YOUR OBJECTIVE:
Copy out all the rows with "hole-rule" replaced by "fill-rule" everywhere and nothing else changed. Omit the pictures.
============
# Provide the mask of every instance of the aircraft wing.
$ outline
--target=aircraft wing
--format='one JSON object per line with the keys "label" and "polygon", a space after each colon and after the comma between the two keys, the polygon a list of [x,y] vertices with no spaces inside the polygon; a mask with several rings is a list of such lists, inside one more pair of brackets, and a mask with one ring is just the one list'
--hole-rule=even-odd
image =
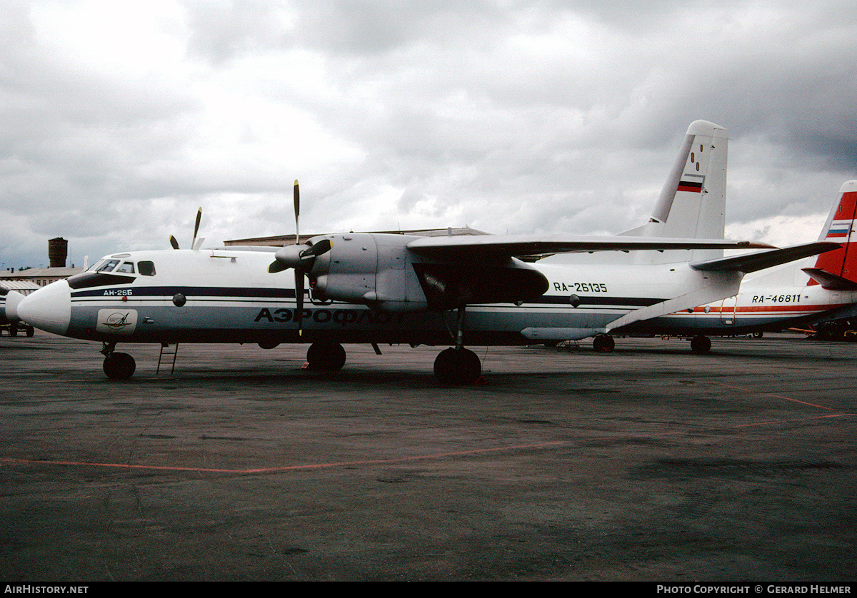
{"label": "aircraft wing", "polygon": [[719,258],[717,260],[709,260],[707,261],[693,262],[690,266],[694,270],[704,272],[756,272],[764,270],[773,266],[787,264],[789,261],[800,260],[811,255],[824,254],[825,251],[838,249],[842,246],[839,243],[826,241],[818,241],[802,245],[794,245],[782,249],[772,249],[770,251],[759,251],[753,254],[744,254],[734,257]]}
{"label": "aircraft wing", "polygon": [[[580,236],[575,235],[486,235],[426,236],[411,241],[408,249],[439,260],[508,259],[519,255],[634,251],[641,249],[772,248],[766,243],[724,239],[677,239],[656,236]],[[794,259],[794,258],[793,258]]]}

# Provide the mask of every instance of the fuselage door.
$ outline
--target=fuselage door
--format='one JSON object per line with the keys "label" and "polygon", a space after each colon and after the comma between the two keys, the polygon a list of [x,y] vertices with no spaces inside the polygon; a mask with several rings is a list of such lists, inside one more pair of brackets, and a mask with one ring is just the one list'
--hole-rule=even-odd
{"label": "fuselage door", "polygon": [[723,326],[734,326],[738,315],[738,296],[726,297],[720,304],[720,323]]}

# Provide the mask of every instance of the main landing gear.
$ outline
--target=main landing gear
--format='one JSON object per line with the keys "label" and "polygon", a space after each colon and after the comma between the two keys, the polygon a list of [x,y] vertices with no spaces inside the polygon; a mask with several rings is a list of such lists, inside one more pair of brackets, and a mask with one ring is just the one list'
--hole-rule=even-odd
{"label": "main landing gear", "polygon": [[443,384],[474,384],[482,375],[482,362],[470,349],[464,349],[464,306],[458,308],[455,347],[445,349],[434,359],[434,376]]}
{"label": "main landing gear", "polygon": [[691,350],[694,353],[708,353],[711,350],[711,339],[699,334],[691,338]]}
{"label": "main landing gear", "polygon": [[105,356],[105,362],[102,368],[107,377],[111,380],[127,380],[134,375],[134,371],[137,368],[137,364],[134,357],[128,353],[120,353],[116,349],[116,344],[105,344],[101,353]]}
{"label": "main landing gear", "polygon": [[609,334],[596,334],[592,339],[592,349],[596,353],[611,353],[616,347],[616,341]]}
{"label": "main landing gear", "polygon": [[313,343],[307,350],[307,363],[317,372],[338,372],[345,365],[345,350],[339,343]]}

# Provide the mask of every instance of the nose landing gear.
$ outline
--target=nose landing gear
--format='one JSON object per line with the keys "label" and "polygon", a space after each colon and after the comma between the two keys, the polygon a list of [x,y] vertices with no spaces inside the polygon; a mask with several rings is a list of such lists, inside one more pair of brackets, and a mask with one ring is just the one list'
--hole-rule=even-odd
{"label": "nose landing gear", "polygon": [[137,368],[134,357],[128,353],[120,353],[114,350],[116,344],[105,344],[101,353],[105,356],[105,362],[102,368],[107,377],[111,380],[127,380],[134,375],[134,371]]}

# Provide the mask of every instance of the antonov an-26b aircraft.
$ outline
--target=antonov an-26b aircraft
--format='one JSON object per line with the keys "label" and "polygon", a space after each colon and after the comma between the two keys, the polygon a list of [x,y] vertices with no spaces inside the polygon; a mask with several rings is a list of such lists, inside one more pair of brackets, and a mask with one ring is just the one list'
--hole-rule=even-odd
{"label": "antonov an-26b aircraft", "polygon": [[[372,344],[380,353],[381,344],[407,343],[452,345],[437,356],[435,375],[445,383],[470,383],[481,375],[482,364],[465,342],[515,345],[604,334],[733,296],[746,272],[839,247],[821,242],[776,249],[671,234],[669,223],[687,214],[699,218],[700,198],[724,193],[726,146],[722,128],[692,123],[656,215],[626,235],[343,233],[315,236],[272,254],[261,248],[199,249],[195,230],[191,249],[107,255],[87,272],[7,300],[6,316],[56,334],[101,341],[104,371],[114,379],[129,378],[135,368],[133,357],[115,350],[119,343],[258,343],[264,348],[308,343],[309,368],[320,370],[343,367],[341,344]],[[296,228],[298,214],[296,182]],[[723,214],[715,218],[722,221]],[[722,257],[724,248],[759,248],[767,250]],[[639,250],[673,259],[593,267],[517,259]]]}

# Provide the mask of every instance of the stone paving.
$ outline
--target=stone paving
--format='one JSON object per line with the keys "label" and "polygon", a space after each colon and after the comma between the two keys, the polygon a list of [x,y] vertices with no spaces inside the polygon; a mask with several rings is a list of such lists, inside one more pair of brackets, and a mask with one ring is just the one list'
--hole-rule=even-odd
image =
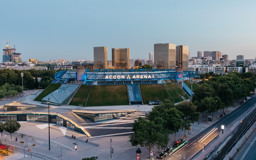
============
THE SOLUTION:
# Provide the mask of every instance of the aircraft wing.
$ outline
--target=aircraft wing
--format='one JSON object per line with the keys "label" and "polygon", a space after each colon and after the comma between the two keys, the polygon a list of [x,y] vertices with no spaces inside the polygon; a mask with several rings is a list of such lists, inside one more pair of brackets, and a mask with one ring is just the one list'
--fill-rule=even-odd
image =
{"label": "aircraft wing", "polygon": [[719,258],[717,260],[709,260],[707,261],[693,262],[690,266],[694,270],[704,272],[756,272],[764,270],[773,266],[787,264],[789,261],[800,260],[811,255],[824,254],[825,251],[838,249],[842,246],[839,243],[826,241],[818,241],[802,245],[794,245],[782,249],[772,249],[770,251],[759,251],[753,254],[744,254],[734,257]]}
{"label": "aircraft wing", "polygon": [[[580,236],[575,235],[486,235],[426,236],[411,241],[408,249],[439,260],[508,259],[519,255],[634,251],[641,249],[772,248],[766,243],[724,239],[677,239],[656,236]],[[794,259],[794,258],[793,258]]]}

# Provide the mask of every instance of the fuselage door.
$ outline
--target=fuselage door
--format='one JSON object per line with the keys "label" and "polygon", a space after each colon and after the comma between the two keys, the polygon a list of [x,y] vertices with no spaces inside the polygon; a mask with several rings is a list of such lists, inside one more pair of brackets, and a mask with one ring is just the one list'
--fill-rule=even-odd
{"label": "fuselage door", "polygon": [[723,326],[734,326],[738,315],[738,296],[726,297],[720,304],[720,323]]}

# Provide the mask of every instance of the main landing gear.
$ outline
--target=main landing gear
--format='one JSON object per line with the keys "label" and "polygon", a space after each colon and after the comma between the two keys, the polygon a list of [x,y] vertices with no spaces inside the polygon; a mask with several rings is a list of such lists, inside one more pair of brackets, and a mask with one ring is just the one list'
--fill-rule=even-odd
{"label": "main landing gear", "polygon": [[443,384],[474,384],[482,375],[482,362],[470,349],[464,349],[464,306],[458,308],[455,347],[445,349],[434,359],[434,376]]}
{"label": "main landing gear", "polygon": [[691,350],[694,353],[708,353],[711,350],[711,339],[699,334],[691,338]]}
{"label": "main landing gear", "polygon": [[105,356],[105,362],[102,368],[107,377],[111,380],[127,380],[134,375],[134,371],[137,368],[137,364],[134,357],[128,353],[120,353],[116,349],[116,344],[105,344],[101,353]]}
{"label": "main landing gear", "polygon": [[609,334],[596,334],[592,339],[592,349],[596,353],[611,353],[616,347],[616,341]]}
{"label": "main landing gear", "polygon": [[313,343],[307,350],[307,363],[317,372],[338,372],[345,365],[345,350],[339,343]]}

# Provide the mask of every instance of the nose landing gear.
$ outline
--target=nose landing gear
--format='one JSON object per line with the keys "label" and "polygon", a space after each colon and after the comma between the two keys, the polygon a list of [x,y] vertices with no spaces inside the polygon; a mask with several rings is a list of such lists, inside one more pair of brackets, and a mask with one ring is just the one list'
--fill-rule=even-odd
{"label": "nose landing gear", "polygon": [[137,368],[134,357],[128,353],[120,353],[114,350],[116,344],[105,344],[101,353],[105,356],[105,362],[102,368],[107,377],[111,380],[127,380],[134,375],[134,371]]}

# Provide the mask of every instance of the antonov an-26b aircraft.
$ outline
--target=antonov an-26b aircraft
--format='one JSON object per line with the keys "label" and "polygon", a space after each colon and after the comma between the two keys, the polygon a list of [x,y] vertices with no spaces inside the polygon; a mask with several rings is a list of such lists, inside one more pair of brackets, and a mask with one ring is just the one list'
--fill-rule=even-odd
{"label": "antonov an-26b aircraft", "polygon": [[[372,344],[380,353],[381,344],[407,343],[452,345],[437,356],[435,375],[445,383],[470,383],[481,375],[482,364],[465,342],[515,345],[604,334],[733,296],[746,272],[839,247],[821,242],[776,249],[671,234],[669,223],[687,214],[699,218],[700,198],[724,193],[726,146],[722,128],[692,123],[656,215],[626,235],[343,233],[315,236],[272,254],[261,248],[199,249],[195,230],[191,249],[107,255],[87,272],[7,300],[6,316],[56,334],[101,341],[104,371],[114,379],[129,378],[135,368],[133,357],[115,350],[119,343],[258,343],[264,348],[308,343],[309,368],[320,370],[343,367],[341,344]],[[296,228],[298,214],[296,182]],[[723,214],[715,218],[722,221]],[[722,257],[724,248],[759,248],[767,250]],[[639,250],[673,259],[593,267],[517,259]]]}

# Provide the mask of every instance of the stone paving.
$ outline
--target=stone paving
--format='one JSON object per line with the keys "label" and "polygon", a space after each colon and after the comma between the two keys, the polygon a list of [x,y] vertices with no spaces inside the polygon; a mask with several rings is a list of such lists, inside one more pair of brackets, and a mask with one ring is just the one list'
--fill-rule=even-odd
image =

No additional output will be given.